#### Quesito 1:
Rispondi alle domande seguenti in base al brano sul saggio di Idling.
(a) In che anno è uscito il saggio?
(b) Quale casa editrice lo ha stampato in Italia?
(c) In quali anni si impose in Cambogia il potere dei khmer?
#### Quesito 2:
Secondo il brano sul saggio di Idling, perché le infrastrutture della Cambogia sono ancora deficitarie?
#### Quesito 3:
Prosegui il brano sul saggio di Idling dal punto in cui si interrompe.

=== Brano riportato ===

Il
corposo saggio di Peter Fröberg Idling è una delle opere letterarie che hanno
ricevuto maggiori attenzioni in Svezia negli ultimi anni. Uscito nel 2006,
quando l’autore allora trentaquattrenne si è imposto al pubblico come giovane
esperto di storia e cultura cambogiana, l’anno successivo viene votato dai
lettori svedesi come miglior libro. È stato quindi stampato in Italia nel 2010
dalla casa editrice Iperborea, con il contributo per la traduzione dello
Swedish Art Council. Siamo davanti a uno dei più dettagliati resoconti sulla
storia contemporanea del sud-est asiatico. Mi sia concesso di dire, a titolo di
premessa, che l’impresa di Idling è degna di un paese nordico che non ha verso
la letteratura, e in generale la ricerca, il rapporto ambiguo, spesso nutrito
di una certa freddezza, che hanno i paesi del sud europeo. Laddove il merito si
trasforma concretamente in spinta creativa e realizzazione personale, anche e
soprattutto nella sfera del lavoro, al di qua delle Alpi finisce per essere
percepito come un appesantimento della persona, impantanandosi e in parecchi
casi perdendosi. Tale riflessione è qualcosa di organico al processo che ha
accompagnato la mia scoperta della prosa di Idling, e che forse lui stesso
tende a suggerire ai suoi lettori, insieme al resto, più specificamente legato
ai contenuti storici e antropologici di cui si occupa. Questo giovane
intellettuale, infatti, ha avvicinato numerosi protagonisti tra cui diversi
sopravvissuti alle persecuzioni di regime e alcuni importanti ex esponenti
della dirigenza khmer, oltre a essersi spinto in ogni angolo della Cambogia, un
paese le cui infrastrutture sono ancora deficitarie, causa i danni subiti
durante i bombardamenti americani, nel corso della guerra civile, sotto il
regime di Pol Pot che propugnò il ritorno a un primitivismo agricolo, e poi
ancora con la liberazione vietnamita. Un lavoro monumentale, verrebbe da dire,
incentrato sul valore della testimonianza, che lo scrittore cerca di
riabilitare a pieno, denunciando la leggerezza con cui una buona parte
dell’intellighenzia l’aveva liquidata nel corso della barbarie. Inevitabile
perciò che la nostra mente corra ai lati pratici del narrare di Idling, in che
modo è riuscito a portare in fondo la sua inchiesta, quali difficoltà ha
incontrato e su quali aiuti ha invece potuto contare. A fronte di una vicenda
tanto complessa e scottante come il potere dei khmer che si impose in Cambogia
dal ’75 al ’79, non sono aspetti secondari, e insisto, non considerarli quanto
dovremmo è indicativo di un tirare frettolosamente a diritto davanti alle
necessità del mestiere letterario.

=== Righe estratte ===

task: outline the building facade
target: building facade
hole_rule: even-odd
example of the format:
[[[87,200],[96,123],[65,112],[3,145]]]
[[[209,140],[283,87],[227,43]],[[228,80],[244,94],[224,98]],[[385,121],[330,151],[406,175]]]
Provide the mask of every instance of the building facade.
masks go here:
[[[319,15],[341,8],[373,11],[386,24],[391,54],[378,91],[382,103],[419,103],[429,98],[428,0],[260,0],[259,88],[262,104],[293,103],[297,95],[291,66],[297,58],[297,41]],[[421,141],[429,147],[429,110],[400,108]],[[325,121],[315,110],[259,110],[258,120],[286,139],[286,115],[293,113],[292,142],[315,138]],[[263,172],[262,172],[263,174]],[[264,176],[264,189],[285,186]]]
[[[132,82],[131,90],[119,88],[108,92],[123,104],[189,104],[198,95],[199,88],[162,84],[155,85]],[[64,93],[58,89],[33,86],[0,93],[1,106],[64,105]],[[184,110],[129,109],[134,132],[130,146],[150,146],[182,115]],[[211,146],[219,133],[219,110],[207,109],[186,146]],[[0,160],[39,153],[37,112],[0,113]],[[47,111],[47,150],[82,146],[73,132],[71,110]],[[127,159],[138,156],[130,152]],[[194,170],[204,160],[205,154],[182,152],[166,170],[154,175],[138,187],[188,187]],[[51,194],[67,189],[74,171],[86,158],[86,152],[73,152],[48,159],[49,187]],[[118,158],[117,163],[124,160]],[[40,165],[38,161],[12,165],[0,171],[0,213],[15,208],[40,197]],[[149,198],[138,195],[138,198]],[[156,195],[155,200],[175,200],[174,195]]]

===

#### Risposta 1:
(a) Nel 2006.
(b) Iperborea, nel 2010.
(c) Dal '75 al '79.

#### Risposta 2:
Le infrastrutture della Cambogia sono ancora deficitarie per i danni subiti durante i bombardamenti americani e nel corso della guerra civile. Altri danni risalgono al regime di Pol Pot, che propugnò il ritorno a un primitivismo agricolo, e poi alla liberazione vietnamita.

#### Risposta 3:
E
proprio sulla letterarietà dell’opera, prima ancora di dedicarmi al fatto
storico, desidero accennare qualcosa. Né romanzo né saggio tout court ma
neanche completamente reportage. Il racconto procede secondo le movenze di un
diario peraltro incompiuto. C’è un po’ del miglior Dagerman redattore delle cronache dalle macerie tedesche nel dopoguerra. Anche qui uno sguardo che si
aggira nello spazio in cerca di tracce scomparse, impressioni, atmosfere che
riempiano il vuoto incombente su una delle vicende più fosche del Novecento.
Forse è il senso di devastazione senza i tratti apparenti della devastazione a
fare della Cambogia l’incubo surreale che continua a perseguitarci come un
rumore di fondo. Troppe lacune ne infittiscono il mistero, dilatano i dubbi, sviano
l’osservatore. E in questo risiede il mio personale interesse verso un
argomento altrimenti lontano da quanti di solito attirano le mie riflessioni.
Idling
annoda la trama intorno a un nucleo essenziale, la spedizione compiuta nella
Kampuchea Democratica da quattro connazionali nell’agosto del ’78, con lo scopo
di descrivere in patria e al resto dell’occidente i benefici della rivoluzione.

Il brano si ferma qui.